> _WORK TO COMPLETE_:
Reproduce verbatim the lines of the entries below, from the line containing "Study the picture above. For each instance of the metal" up to and including the last line of the entries.
━━━━━ DATA FOR THE TASK ━━━━━
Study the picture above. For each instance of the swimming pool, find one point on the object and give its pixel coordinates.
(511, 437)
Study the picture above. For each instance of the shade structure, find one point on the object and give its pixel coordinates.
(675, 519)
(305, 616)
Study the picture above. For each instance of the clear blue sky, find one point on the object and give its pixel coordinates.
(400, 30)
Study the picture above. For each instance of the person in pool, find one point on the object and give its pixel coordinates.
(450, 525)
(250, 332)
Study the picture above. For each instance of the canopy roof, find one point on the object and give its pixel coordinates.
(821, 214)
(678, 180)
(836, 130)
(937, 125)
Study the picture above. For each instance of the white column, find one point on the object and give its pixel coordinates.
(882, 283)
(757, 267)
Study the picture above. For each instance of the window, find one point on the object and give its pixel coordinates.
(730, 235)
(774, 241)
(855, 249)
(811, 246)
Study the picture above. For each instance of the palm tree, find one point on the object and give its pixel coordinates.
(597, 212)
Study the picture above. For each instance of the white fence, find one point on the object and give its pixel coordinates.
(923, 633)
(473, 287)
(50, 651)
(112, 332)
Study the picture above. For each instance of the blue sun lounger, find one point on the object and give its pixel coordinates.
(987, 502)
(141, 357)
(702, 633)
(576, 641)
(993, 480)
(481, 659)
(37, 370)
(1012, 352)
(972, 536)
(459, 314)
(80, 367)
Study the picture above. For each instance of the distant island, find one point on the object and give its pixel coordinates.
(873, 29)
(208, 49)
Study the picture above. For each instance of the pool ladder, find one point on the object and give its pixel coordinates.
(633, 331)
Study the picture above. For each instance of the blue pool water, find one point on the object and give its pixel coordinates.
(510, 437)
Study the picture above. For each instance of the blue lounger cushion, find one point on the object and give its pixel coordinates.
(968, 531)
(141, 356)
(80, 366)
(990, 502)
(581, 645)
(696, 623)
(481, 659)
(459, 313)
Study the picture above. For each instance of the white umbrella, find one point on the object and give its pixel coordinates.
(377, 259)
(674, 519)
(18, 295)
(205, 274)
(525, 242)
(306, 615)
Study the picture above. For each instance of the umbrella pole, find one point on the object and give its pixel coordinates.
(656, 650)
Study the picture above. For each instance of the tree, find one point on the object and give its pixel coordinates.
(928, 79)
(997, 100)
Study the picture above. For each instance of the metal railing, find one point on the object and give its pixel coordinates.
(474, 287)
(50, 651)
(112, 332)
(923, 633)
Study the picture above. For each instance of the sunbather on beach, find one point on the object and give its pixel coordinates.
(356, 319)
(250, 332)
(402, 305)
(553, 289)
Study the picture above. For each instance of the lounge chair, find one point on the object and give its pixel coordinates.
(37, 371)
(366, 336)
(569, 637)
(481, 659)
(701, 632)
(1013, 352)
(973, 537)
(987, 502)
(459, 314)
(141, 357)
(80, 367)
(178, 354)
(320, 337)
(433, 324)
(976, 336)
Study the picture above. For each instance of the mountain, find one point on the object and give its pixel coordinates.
━━━━━
> _TASK RESULT_:
Study the picture above. For each instance of the metal railing, find one point on the object and give its pixel coordinates.
(474, 287)
(50, 651)
(112, 332)
(923, 633)
Study the picture above. For each instance of the sunbather on beach, find one point on the object and give its pixel coordinates.
(356, 319)
(250, 332)
(402, 305)
(553, 289)
Study the picture above. For each instance of the lounge chair, find one point on the object and give its pixel coordinates.
(37, 371)
(366, 336)
(569, 637)
(481, 659)
(701, 632)
(1013, 352)
(973, 537)
(987, 502)
(459, 314)
(141, 357)
(80, 367)
(178, 354)
(320, 337)
(433, 324)
(976, 336)
Study the picture above. For each instance of the mountain, find one point on the object and give its pixel coordinates.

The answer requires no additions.